**Source document**
⁂

- Genre: Drama
- Created by: Samantha Stratton
- Starring: Kaya Scodelario; Willow Shields; Evan Roderick; David James Elliott; Sarah Wright Olsen; Svetlana Efremova; Amanda Zhou; Mitchell Edwards; Kaitlyn Leeb; Will Kemp; January Jones;
- Music by: Brendan Canning and Chad Benchetrit
- Country of origin: United States
- Original language: English
- No. of seasons: 1
- No. of episodes: 10

Production
- Executive producers: Elizabeth Allen Rosenbaum; Lance Samuels; Daniel Iron; Armand Leo; Joby Harold; Tory Tunnell; Lara Olsen; Samantha Stratton;
- Producers: Elizabeth Peterson; Derek S. Rappaport;
- Cinematography: Miroslaw Baszak
- Editor: Ben Wilkinson
- Running time: 44–56 minutes
- Production companies: Just a Second; Baby Know It All; Safehouse Pictures;

Original release
- Network: Netflix
- Release: January 1, 2020

= Spinning Out =

2020 American drama television series

Spinning Out is an American drama television series, created by Samantha Stratton, that premiered on Netflix on January 1, 2020. In February 2020, the series was canceled after one season.

⁂

**Working data**

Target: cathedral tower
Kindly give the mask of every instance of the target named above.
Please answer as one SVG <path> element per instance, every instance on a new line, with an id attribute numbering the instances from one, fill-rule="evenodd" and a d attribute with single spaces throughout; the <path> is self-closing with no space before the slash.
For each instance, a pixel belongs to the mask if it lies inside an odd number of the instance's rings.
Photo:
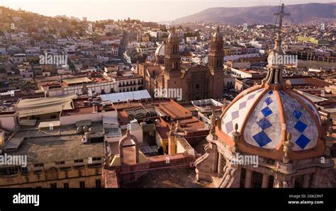
<path id="1" fill-rule="evenodd" d="M 181 70 L 181 56 L 179 46 L 179 38 L 173 26 L 171 33 L 165 40 L 164 69 L 166 72 Z"/>
<path id="2" fill-rule="evenodd" d="M 217 26 L 216 32 L 213 35 L 210 42 L 208 55 L 208 67 L 210 73 L 213 76 L 212 96 L 215 98 L 221 98 L 223 97 L 224 86 L 223 45 L 223 35 L 219 31 L 219 27 Z"/>
<path id="3" fill-rule="evenodd" d="M 223 73 L 223 60 L 224 59 L 223 43 L 223 35 L 219 32 L 219 27 L 217 26 L 217 30 L 210 41 L 208 62 L 209 69 L 212 74 L 215 71 L 220 71 Z"/>

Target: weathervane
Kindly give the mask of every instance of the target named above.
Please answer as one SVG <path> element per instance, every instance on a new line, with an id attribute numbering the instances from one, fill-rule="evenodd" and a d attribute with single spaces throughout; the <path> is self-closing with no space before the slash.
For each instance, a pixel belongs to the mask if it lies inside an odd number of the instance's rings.
<path id="1" fill-rule="evenodd" d="M 279 13 L 274 13 L 274 16 L 279 16 L 280 20 L 279 21 L 279 28 L 278 28 L 278 33 L 280 35 L 281 32 L 281 27 L 282 27 L 282 18 L 285 16 L 289 16 L 291 13 L 285 13 L 285 11 L 284 11 L 285 5 L 284 4 L 281 4 L 281 9 L 280 10 L 280 12 Z M 276 25 L 276 23 L 275 23 Z"/>

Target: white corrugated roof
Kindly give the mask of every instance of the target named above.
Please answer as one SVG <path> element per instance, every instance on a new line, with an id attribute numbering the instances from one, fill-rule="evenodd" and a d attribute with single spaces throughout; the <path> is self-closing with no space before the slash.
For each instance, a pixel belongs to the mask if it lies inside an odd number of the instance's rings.
<path id="1" fill-rule="evenodd" d="M 103 94 L 101 95 L 101 97 L 103 101 L 111 101 L 112 103 L 127 102 L 128 99 L 132 101 L 151 98 L 147 90 Z"/>

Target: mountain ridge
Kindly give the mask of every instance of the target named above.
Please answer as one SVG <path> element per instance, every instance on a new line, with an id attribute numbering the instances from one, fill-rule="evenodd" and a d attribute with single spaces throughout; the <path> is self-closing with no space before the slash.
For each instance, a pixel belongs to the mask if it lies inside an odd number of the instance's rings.
<path id="1" fill-rule="evenodd" d="M 279 6 L 254 6 L 249 7 L 211 7 L 190 16 L 175 19 L 176 23 L 184 22 L 242 23 L 274 23 Z M 285 5 L 285 12 L 290 13 L 284 22 L 306 23 L 320 19 L 336 19 L 336 3 L 309 3 Z"/>

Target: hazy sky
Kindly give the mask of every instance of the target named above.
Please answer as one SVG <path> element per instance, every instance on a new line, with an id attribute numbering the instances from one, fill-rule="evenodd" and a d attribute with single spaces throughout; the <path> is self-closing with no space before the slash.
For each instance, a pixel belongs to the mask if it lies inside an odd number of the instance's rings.
<path id="1" fill-rule="evenodd" d="M 282 0 L 286 4 L 329 3 L 334 0 Z M 172 21 L 203 9 L 279 5 L 280 0 L 0 0 L 0 5 L 45 16 L 66 15 L 90 21 L 125 19 Z"/>

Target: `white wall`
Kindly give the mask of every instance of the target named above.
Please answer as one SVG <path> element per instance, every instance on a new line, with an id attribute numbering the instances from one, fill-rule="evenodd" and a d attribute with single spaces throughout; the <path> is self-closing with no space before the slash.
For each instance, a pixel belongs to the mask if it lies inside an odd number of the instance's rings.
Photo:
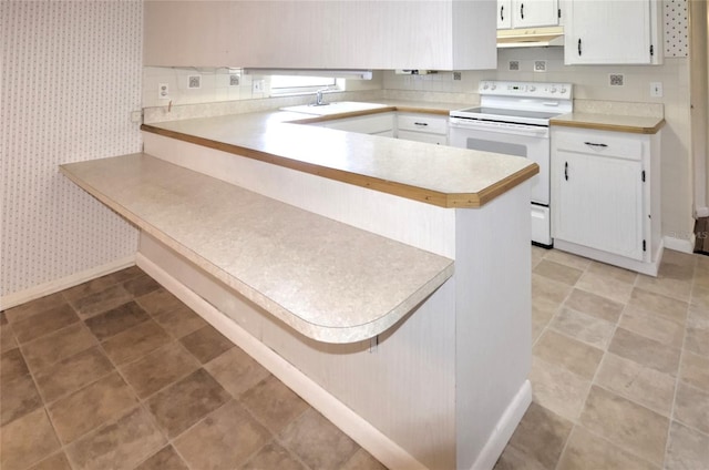
<path id="1" fill-rule="evenodd" d="M 141 109 L 142 16 L 130 0 L 0 4 L 2 308 L 136 252 L 136 231 L 58 165 L 141 150 L 130 112 Z"/>

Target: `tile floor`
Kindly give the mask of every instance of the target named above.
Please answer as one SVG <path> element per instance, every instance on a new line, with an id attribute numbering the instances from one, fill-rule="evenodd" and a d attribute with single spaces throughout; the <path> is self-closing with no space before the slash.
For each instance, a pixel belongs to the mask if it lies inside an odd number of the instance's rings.
<path id="1" fill-rule="evenodd" d="M 532 248 L 534 402 L 496 469 L 709 469 L 709 257 Z M 138 268 L 0 314 L 0 467 L 381 469 Z"/>

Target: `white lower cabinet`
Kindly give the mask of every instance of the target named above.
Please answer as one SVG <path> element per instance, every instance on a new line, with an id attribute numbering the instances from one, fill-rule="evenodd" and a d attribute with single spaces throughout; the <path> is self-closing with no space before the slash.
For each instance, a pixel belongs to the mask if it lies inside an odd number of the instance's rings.
<path id="1" fill-rule="evenodd" d="M 659 134 L 552 126 L 556 248 L 656 275 Z"/>

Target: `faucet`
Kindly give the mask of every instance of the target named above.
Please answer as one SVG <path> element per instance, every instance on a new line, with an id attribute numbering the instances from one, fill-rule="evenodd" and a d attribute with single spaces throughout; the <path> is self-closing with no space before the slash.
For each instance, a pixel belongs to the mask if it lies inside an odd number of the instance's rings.
<path id="1" fill-rule="evenodd" d="M 326 104 L 328 104 L 325 101 L 322 101 L 322 92 L 323 91 L 329 91 L 329 90 L 330 89 L 326 86 L 323 89 L 318 90 L 315 93 L 315 104 L 314 104 L 314 106 L 325 106 Z"/>

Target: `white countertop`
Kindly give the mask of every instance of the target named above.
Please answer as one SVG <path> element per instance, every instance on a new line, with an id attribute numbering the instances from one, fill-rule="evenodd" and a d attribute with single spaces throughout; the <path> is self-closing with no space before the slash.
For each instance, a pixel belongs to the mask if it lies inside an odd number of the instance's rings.
<path id="1" fill-rule="evenodd" d="M 386 104 L 371 112 L 445 115 L 456 108 Z M 143 130 L 444 207 L 480 207 L 538 172 L 523 157 L 292 123 L 314 117 L 271 111 L 145 124 Z"/>
<path id="2" fill-rule="evenodd" d="M 251 121 L 253 122 L 253 121 Z M 62 173 L 301 334 L 373 337 L 453 274 L 453 260 L 146 154 Z"/>

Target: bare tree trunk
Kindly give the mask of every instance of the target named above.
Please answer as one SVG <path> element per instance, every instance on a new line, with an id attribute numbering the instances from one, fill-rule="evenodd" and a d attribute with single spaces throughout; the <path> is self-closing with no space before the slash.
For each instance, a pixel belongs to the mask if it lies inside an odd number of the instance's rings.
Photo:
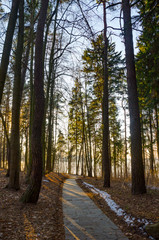
<path id="1" fill-rule="evenodd" d="M 129 0 L 123 0 L 122 4 L 124 16 L 128 101 L 130 111 L 132 194 L 142 194 L 146 192 L 146 187 L 142 161 L 141 127 L 136 84 L 130 3 Z"/>
<path id="2" fill-rule="evenodd" d="M 3 89 L 4 89 L 4 83 L 7 75 L 8 65 L 9 65 L 9 56 L 12 48 L 12 40 L 13 40 L 13 34 L 14 29 L 16 25 L 17 20 L 17 12 L 19 8 L 20 0 L 13 0 L 12 1 L 12 9 L 9 17 L 8 27 L 7 27 L 7 33 L 6 38 L 4 42 L 4 48 L 1 58 L 1 65 L 0 65 L 0 105 L 2 101 L 2 95 L 3 95 Z"/>
<path id="3" fill-rule="evenodd" d="M 152 133 L 152 119 L 149 109 L 149 124 L 150 124 L 150 174 L 154 174 L 154 153 L 153 153 L 153 133 Z"/>
<path id="4" fill-rule="evenodd" d="M 20 104 L 21 104 L 21 62 L 23 54 L 24 39 L 24 1 L 21 0 L 19 6 L 19 32 L 15 60 L 15 77 L 13 87 L 12 104 L 12 131 L 11 131 L 11 162 L 9 188 L 18 190 L 20 171 Z"/>
<path id="5" fill-rule="evenodd" d="M 104 187 L 110 187 L 110 159 L 109 159 L 109 115 L 108 115 L 108 38 L 107 38 L 107 19 L 106 2 L 103 1 L 104 17 L 104 90 L 103 90 L 103 143 L 102 143 L 102 162 L 104 166 Z"/>
<path id="6" fill-rule="evenodd" d="M 33 169 L 30 185 L 21 197 L 24 203 L 36 203 L 39 198 L 42 181 L 43 159 L 42 159 L 42 125 L 44 115 L 44 89 L 43 89 L 43 35 L 47 16 L 49 0 L 41 0 L 41 8 L 37 26 L 35 43 L 35 113 L 32 131 L 32 157 Z"/>
<path id="7" fill-rule="evenodd" d="M 156 139 L 157 139 L 157 155 L 159 160 L 159 124 L 158 124 L 158 109 L 157 104 L 155 106 L 155 118 L 156 118 Z"/>

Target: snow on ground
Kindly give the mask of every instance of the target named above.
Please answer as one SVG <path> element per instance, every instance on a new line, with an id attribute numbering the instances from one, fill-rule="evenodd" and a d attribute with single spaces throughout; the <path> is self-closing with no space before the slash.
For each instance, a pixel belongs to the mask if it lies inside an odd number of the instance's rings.
<path id="1" fill-rule="evenodd" d="M 108 204 L 110 209 L 116 213 L 117 216 L 122 216 L 124 221 L 130 225 L 135 226 L 135 221 L 138 221 L 139 223 L 143 223 L 144 227 L 147 224 L 151 224 L 151 221 L 148 221 L 147 219 L 137 219 L 135 217 L 132 217 L 130 214 L 127 214 L 118 204 L 116 204 L 112 199 L 110 194 L 108 194 L 106 191 L 101 191 L 98 188 L 95 188 L 93 185 L 88 184 L 86 182 L 83 182 L 83 185 L 89 188 L 93 193 L 99 194 L 100 197 L 102 197 L 105 202 Z"/>

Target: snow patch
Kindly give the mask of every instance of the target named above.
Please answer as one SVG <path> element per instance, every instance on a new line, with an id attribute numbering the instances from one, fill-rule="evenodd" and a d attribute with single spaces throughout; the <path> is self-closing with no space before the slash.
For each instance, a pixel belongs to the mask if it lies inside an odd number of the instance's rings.
<path id="1" fill-rule="evenodd" d="M 112 211 L 114 211 L 116 213 L 117 216 L 122 216 L 124 221 L 130 225 L 130 226 L 134 226 L 135 225 L 135 221 L 138 221 L 139 223 L 144 224 L 144 227 L 147 224 L 151 224 L 151 221 L 148 221 L 147 219 L 136 219 L 135 217 L 132 217 L 130 214 L 127 214 L 118 204 L 116 204 L 112 199 L 111 199 L 111 195 L 108 194 L 105 191 L 101 191 L 97 188 L 95 188 L 93 185 L 88 184 L 83 182 L 83 185 L 85 185 L 87 188 L 89 188 L 93 193 L 95 194 L 99 194 L 100 197 L 102 197 L 105 202 L 108 204 L 108 206 L 110 207 L 110 209 Z"/>

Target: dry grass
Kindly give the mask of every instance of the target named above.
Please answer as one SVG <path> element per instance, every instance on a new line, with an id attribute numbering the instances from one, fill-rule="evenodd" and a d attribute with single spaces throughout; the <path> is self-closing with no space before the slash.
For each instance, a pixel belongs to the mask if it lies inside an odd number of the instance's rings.
<path id="1" fill-rule="evenodd" d="M 103 180 L 95 178 L 82 178 L 78 180 L 79 185 L 84 191 L 90 193 L 88 188 L 83 187 L 82 181 L 94 185 L 96 188 L 107 191 L 111 198 L 123 209 L 127 214 L 135 218 L 146 218 L 152 222 L 159 221 L 159 191 L 148 189 L 147 194 L 132 196 L 130 185 L 121 180 L 112 180 L 111 188 L 103 188 Z M 140 240 L 148 239 L 148 236 L 143 235 L 140 227 L 143 224 L 135 222 L 135 227 L 130 227 L 124 222 L 122 217 L 118 217 L 106 204 L 106 202 L 97 194 L 89 194 L 92 200 L 99 208 L 125 233 L 129 239 Z"/>
<path id="2" fill-rule="evenodd" d="M 0 170 L 0 239 L 2 240 L 64 240 L 62 185 L 65 176 L 50 173 L 43 178 L 37 204 L 22 204 L 20 196 L 26 189 L 24 175 L 21 189 L 5 188 L 8 179 Z"/>

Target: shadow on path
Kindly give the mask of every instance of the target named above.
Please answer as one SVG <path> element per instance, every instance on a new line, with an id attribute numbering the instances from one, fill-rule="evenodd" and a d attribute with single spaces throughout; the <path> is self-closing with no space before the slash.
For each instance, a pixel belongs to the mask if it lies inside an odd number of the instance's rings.
<path id="1" fill-rule="evenodd" d="M 65 181 L 62 200 L 66 240 L 128 240 L 77 185 L 75 177 Z"/>

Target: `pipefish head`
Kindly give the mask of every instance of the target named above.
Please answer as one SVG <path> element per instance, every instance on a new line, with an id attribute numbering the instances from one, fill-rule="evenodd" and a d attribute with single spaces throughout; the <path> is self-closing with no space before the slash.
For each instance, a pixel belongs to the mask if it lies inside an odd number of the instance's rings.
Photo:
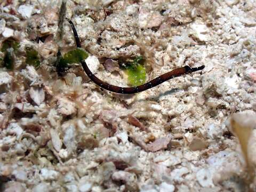
<path id="1" fill-rule="evenodd" d="M 191 68 L 189 66 L 186 66 L 184 67 L 184 68 L 186 71 L 186 73 L 191 73 L 195 71 L 203 70 L 205 68 L 205 66 L 204 65 L 202 65 L 198 67 Z"/>

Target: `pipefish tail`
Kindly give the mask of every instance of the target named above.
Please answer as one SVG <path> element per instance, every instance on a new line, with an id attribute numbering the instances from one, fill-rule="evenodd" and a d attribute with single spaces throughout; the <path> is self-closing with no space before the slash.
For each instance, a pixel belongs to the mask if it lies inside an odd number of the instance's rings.
<path id="1" fill-rule="evenodd" d="M 76 41 L 76 46 L 78 48 L 80 48 L 81 47 L 80 39 L 79 38 L 75 26 L 71 20 L 68 19 L 68 21 L 70 24 L 72 30 L 73 31 L 75 39 Z M 145 90 L 157 86 L 161 83 L 163 83 L 163 82 L 171 79 L 173 78 L 179 77 L 180 76 L 190 74 L 195 71 L 201 70 L 203 70 L 205 67 L 204 65 L 202 65 L 200 67 L 195 68 L 191 68 L 188 66 L 185 66 L 182 67 L 174 69 L 173 70 L 163 74 L 159 77 L 156 77 L 154 79 L 148 82 L 148 83 L 146 83 L 142 85 L 134 87 L 123 87 L 111 85 L 108 83 L 101 81 L 92 73 L 92 71 L 88 67 L 88 66 L 87 65 L 85 61 L 81 61 L 81 63 L 86 75 L 95 84 L 106 90 L 121 94 L 133 94 L 144 91 Z"/>

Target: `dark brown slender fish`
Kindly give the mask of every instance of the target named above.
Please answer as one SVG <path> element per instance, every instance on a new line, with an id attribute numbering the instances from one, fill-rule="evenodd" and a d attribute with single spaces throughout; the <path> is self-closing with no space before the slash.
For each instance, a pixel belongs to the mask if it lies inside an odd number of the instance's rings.
<path id="1" fill-rule="evenodd" d="M 70 24 L 74 33 L 74 35 L 75 36 L 75 39 L 76 43 L 76 46 L 78 48 L 80 48 L 81 47 L 81 44 L 80 43 L 80 39 L 79 39 L 79 37 L 76 28 L 75 28 L 75 26 L 71 21 L 68 20 L 68 22 Z M 100 80 L 94 75 L 93 75 L 92 71 L 91 71 L 85 61 L 82 61 L 81 64 L 86 75 L 88 76 L 88 77 L 89 77 L 91 80 L 94 82 L 97 85 L 108 91 L 122 94 L 132 94 L 143 91 L 158 85 L 159 84 L 161 84 L 161 83 L 163 83 L 163 82 L 171 78 L 190 74 L 198 70 L 201 70 L 204 68 L 204 65 L 195 68 L 191 68 L 188 66 L 185 66 L 183 67 L 174 69 L 170 72 L 163 74 L 159 77 L 151 80 L 149 82 L 143 84 L 143 85 L 134 87 L 123 87 L 110 85 L 108 83 Z"/>

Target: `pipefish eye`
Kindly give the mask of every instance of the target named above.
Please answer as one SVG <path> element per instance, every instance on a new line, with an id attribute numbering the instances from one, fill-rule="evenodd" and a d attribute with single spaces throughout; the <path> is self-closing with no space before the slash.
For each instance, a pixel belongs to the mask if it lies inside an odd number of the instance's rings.
<path id="1" fill-rule="evenodd" d="M 81 47 L 81 44 L 80 43 L 80 39 L 79 39 L 77 32 L 76 31 L 75 26 L 72 21 L 68 19 L 68 22 L 71 25 L 72 30 L 76 40 L 77 47 Z M 173 70 L 167 72 L 164 74 L 161 75 L 160 76 L 154 78 L 150 81 L 148 83 L 146 83 L 142 85 L 135 87 L 119 87 L 115 85 L 111 85 L 106 82 L 102 81 L 99 79 L 97 77 L 94 75 L 92 72 L 90 70 L 88 66 L 85 61 L 81 61 L 81 63 L 83 69 L 86 75 L 89 77 L 91 81 L 92 81 L 95 84 L 109 91 L 112 91 L 115 93 L 121 93 L 121 94 L 134 94 L 140 92 L 142 92 L 147 90 L 149 89 L 151 89 L 155 86 L 158 85 L 161 83 L 168 81 L 171 78 L 179 77 L 181 75 L 184 75 L 188 73 L 191 73 L 198 70 L 202 70 L 204 68 L 204 66 L 202 66 L 199 67 L 191 68 L 188 66 L 185 66 L 182 67 L 178 68 L 173 69 Z"/>

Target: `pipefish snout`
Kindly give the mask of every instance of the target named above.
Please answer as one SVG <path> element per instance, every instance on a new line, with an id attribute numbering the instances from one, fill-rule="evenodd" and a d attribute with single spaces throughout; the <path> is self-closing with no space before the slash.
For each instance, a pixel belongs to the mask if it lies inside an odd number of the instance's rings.
<path id="1" fill-rule="evenodd" d="M 81 47 L 80 39 L 75 26 L 71 20 L 68 19 L 68 21 L 70 24 L 72 30 L 73 31 L 74 35 L 76 41 L 76 46 L 78 48 L 80 48 Z M 163 74 L 142 85 L 134 87 L 123 87 L 111 85 L 100 79 L 96 77 L 90 70 L 85 61 L 82 61 L 81 62 L 82 66 L 86 75 L 95 84 L 106 90 L 121 94 L 133 94 L 139 93 L 157 86 L 161 83 L 163 83 L 163 82 L 173 78 L 203 70 L 205 67 L 204 65 L 195 68 L 191 68 L 188 66 L 185 66 L 182 67 L 174 69 L 172 71 Z"/>

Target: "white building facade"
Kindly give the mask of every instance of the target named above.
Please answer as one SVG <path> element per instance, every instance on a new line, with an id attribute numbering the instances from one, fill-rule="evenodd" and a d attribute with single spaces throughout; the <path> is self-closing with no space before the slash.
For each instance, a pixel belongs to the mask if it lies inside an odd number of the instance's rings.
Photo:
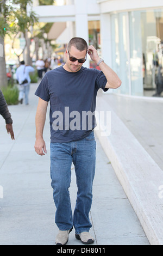
<path id="1" fill-rule="evenodd" d="M 95 45 L 122 80 L 117 93 L 152 96 L 158 84 L 163 91 L 162 0 L 66 0 L 64 5 L 43 7 L 36 1 L 33 3 L 40 21 L 66 23 L 55 38 L 58 43 L 80 36 Z M 90 60 L 85 65 L 90 66 Z"/>

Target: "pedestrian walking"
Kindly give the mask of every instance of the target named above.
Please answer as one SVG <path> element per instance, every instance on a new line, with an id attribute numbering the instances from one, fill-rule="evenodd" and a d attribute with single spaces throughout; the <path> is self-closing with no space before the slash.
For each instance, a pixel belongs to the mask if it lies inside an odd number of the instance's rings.
<path id="1" fill-rule="evenodd" d="M 31 66 L 26 66 L 24 60 L 21 62 L 20 64 L 20 66 L 17 69 L 16 71 L 16 78 L 19 83 L 18 100 L 22 104 L 24 97 L 25 104 L 28 105 L 29 104 L 28 97 L 31 81 L 29 73 L 34 72 L 35 70 Z"/>
<path id="2" fill-rule="evenodd" d="M 38 76 L 42 79 L 42 73 L 45 69 L 45 62 L 43 59 L 39 59 L 36 62 L 35 65 L 37 70 Z"/>
<path id="3" fill-rule="evenodd" d="M 101 71 L 83 66 L 87 53 Z M 66 245 L 74 227 L 76 237 L 89 244 L 95 241 L 89 233 L 92 226 L 89 212 L 95 172 L 96 121 L 91 114 L 85 120 L 84 114 L 95 113 L 98 89 L 105 92 L 116 88 L 121 81 L 99 58 L 93 46 L 87 46 L 82 38 L 73 38 L 70 41 L 65 57 L 65 64 L 46 73 L 35 92 L 39 98 L 35 149 L 41 156 L 47 153 L 43 131 L 49 101 L 51 185 L 59 228 L 55 243 Z M 73 215 L 68 191 L 72 163 L 78 187 Z"/>
<path id="4" fill-rule="evenodd" d="M 2 90 L 0 89 L 0 114 L 5 120 L 6 129 L 8 134 L 10 133 L 12 139 L 15 139 L 14 133 L 12 129 L 12 119 L 10 113 L 8 105 L 4 99 Z"/>

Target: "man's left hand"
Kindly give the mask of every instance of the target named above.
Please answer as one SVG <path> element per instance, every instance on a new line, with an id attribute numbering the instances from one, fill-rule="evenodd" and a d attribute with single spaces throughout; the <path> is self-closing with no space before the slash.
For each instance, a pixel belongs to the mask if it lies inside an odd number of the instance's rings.
<path id="1" fill-rule="evenodd" d="M 96 63 L 98 63 L 100 60 L 100 58 L 97 53 L 97 50 L 95 49 L 93 45 L 90 45 L 87 49 L 88 54 L 91 57 L 91 59 L 93 62 L 95 62 Z"/>
<path id="2" fill-rule="evenodd" d="M 15 139 L 12 124 L 7 124 L 5 127 L 6 127 L 6 129 L 7 130 L 8 133 L 8 134 L 10 133 L 11 139 Z"/>

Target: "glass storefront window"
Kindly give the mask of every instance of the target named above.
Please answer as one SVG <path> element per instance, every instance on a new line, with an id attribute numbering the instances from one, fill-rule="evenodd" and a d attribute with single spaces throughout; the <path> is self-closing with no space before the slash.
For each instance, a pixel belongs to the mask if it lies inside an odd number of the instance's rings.
<path id="1" fill-rule="evenodd" d="M 163 10 L 132 11 L 129 16 L 131 56 L 137 53 L 140 59 L 136 81 L 131 74 L 132 89 L 142 83 L 144 96 L 159 96 L 163 90 Z M 135 57 L 130 59 L 131 70 L 132 60 L 136 63 Z"/>
<path id="2" fill-rule="evenodd" d="M 163 9 L 111 15 L 112 63 L 122 84 L 135 96 L 163 94 Z"/>
<path id="3" fill-rule="evenodd" d="M 129 94 L 130 89 L 128 29 L 127 13 L 111 15 L 112 68 L 123 84 L 117 91 L 124 94 Z"/>

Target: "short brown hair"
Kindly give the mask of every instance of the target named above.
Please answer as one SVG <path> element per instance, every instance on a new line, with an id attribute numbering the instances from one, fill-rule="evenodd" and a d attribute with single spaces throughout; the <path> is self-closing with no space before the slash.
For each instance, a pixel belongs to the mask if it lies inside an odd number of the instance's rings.
<path id="1" fill-rule="evenodd" d="M 76 37 L 72 38 L 68 44 L 67 49 L 70 50 L 72 45 L 81 52 L 87 48 L 86 41 L 81 38 Z"/>

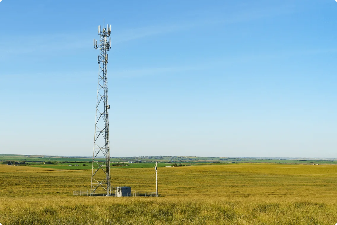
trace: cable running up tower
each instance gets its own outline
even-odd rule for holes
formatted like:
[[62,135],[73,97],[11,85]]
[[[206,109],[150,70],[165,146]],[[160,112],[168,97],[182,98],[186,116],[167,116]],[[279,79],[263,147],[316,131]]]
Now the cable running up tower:
[[99,54],[97,59],[99,64],[98,81],[90,196],[92,196],[96,192],[96,194],[102,193],[110,196],[112,194],[110,181],[108,113],[110,106],[108,101],[106,64],[108,55],[106,52],[111,48],[111,40],[110,37],[111,25],[109,27],[108,25],[107,28],[103,27],[101,31],[101,26],[99,26],[98,32],[99,35],[99,44],[97,44],[97,40],[94,39],[94,47],[99,50]]

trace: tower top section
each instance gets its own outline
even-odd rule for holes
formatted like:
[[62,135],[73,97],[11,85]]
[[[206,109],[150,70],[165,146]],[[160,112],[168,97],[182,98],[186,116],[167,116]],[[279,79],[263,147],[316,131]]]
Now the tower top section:
[[103,27],[103,29],[101,30],[101,25],[98,26],[98,34],[100,36],[104,36],[106,37],[110,36],[110,34],[111,33],[111,25],[108,24],[106,26],[107,28]]
[[[107,28],[103,27],[101,30],[101,25],[98,26],[98,35],[99,35],[99,42],[97,44],[97,40],[94,39],[94,48],[95,49],[99,49],[105,51],[110,51],[111,49],[111,39],[110,34],[111,33],[111,25],[110,26],[108,25]],[[108,38],[109,38],[109,39]]]

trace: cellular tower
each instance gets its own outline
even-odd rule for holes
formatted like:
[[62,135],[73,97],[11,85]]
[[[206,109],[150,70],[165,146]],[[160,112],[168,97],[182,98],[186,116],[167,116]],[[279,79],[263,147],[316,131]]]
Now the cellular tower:
[[[99,50],[97,58],[99,65],[98,81],[97,88],[97,101],[95,124],[95,138],[92,157],[91,187],[90,196],[96,194],[112,195],[110,172],[110,148],[109,139],[109,111],[106,65],[108,55],[106,52],[111,48],[110,34],[111,25],[103,27],[101,30],[98,26],[99,40],[94,39],[94,47]],[[108,40],[108,38],[109,38]]]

⁂

**Given problem A**
Quote the entries from their first line through the line that contains "223 73 L 223", both ends included, and leave the pictures out of your answer.
**Given problem B**
Continue the text about the television series Spinning Out from where it stops.

**Task response A**
Target: cathedral tower
Kindly give the mask of every instance of the target named above.
Please answer as one SVG <path> element per instance, every instance on a new line, with an id attribute numbering the instances from one, fill-rule="evenodd" and a d attribute with single spaces throughout; the <path> is self-closing with no space before the slash.
For each instance, a pixel belongs to the mask if it lies inside an odd number of the instance's rings.
Photo:
<path id="1" fill-rule="evenodd" d="M 181 70 L 181 56 L 179 46 L 179 38 L 173 26 L 171 33 L 165 40 L 164 69 L 166 72 Z"/>
<path id="2" fill-rule="evenodd" d="M 217 26 L 216 32 L 213 35 L 210 42 L 208 55 L 208 67 L 210 73 L 213 76 L 212 96 L 215 98 L 221 98 L 223 97 L 224 86 L 223 45 L 223 35 L 219 31 L 219 27 Z"/>
<path id="3" fill-rule="evenodd" d="M 223 73 L 223 60 L 224 59 L 223 43 L 223 35 L 219 32 L 219 27 L 217 26 L 217 30 L 210 41 L 208 62 L 209 69 L 212 74 L 215 71 L 220 71 Z"/>

**Task response B**
The series stars Kaya Scodelario as Kat Baker, a young ice skater who suffers a serious injury and is given the opportunity to restart her career as a pairs skater all while hiding her family's history of mental illness. The series follows the Baker family along with Kat's partner Justin Davis and his family.

==Premise==
Spinning Out follows Kat Baker, an up-and-coming, high-level single skater who is about to turn in her skates after a disastrous fall took her off the competition track. When Kat seizes an opportunity to continue her career as a pair skater with a talented bad-boy partner, she risks exposing a fiercely kept secret that could unravel her entire life. On and off the ice, Kat and her new partner will face daunting odds, injury to body and soul, financial sacrifice, and even potential mental breakdown on their way to realizing their Olympic dream."

==Cast and characters==
===Main===

- Kaya Scodelario as Kat Baker, a competitive ice skater secretly struggling with bipolar disorder
- Willow Shields as Serena Baker, Kat's younger half-sister
- Evan Roderick as Justin Davis, a pair skater from a wealthy family who cannot keep a partner and has a bad boy reputation.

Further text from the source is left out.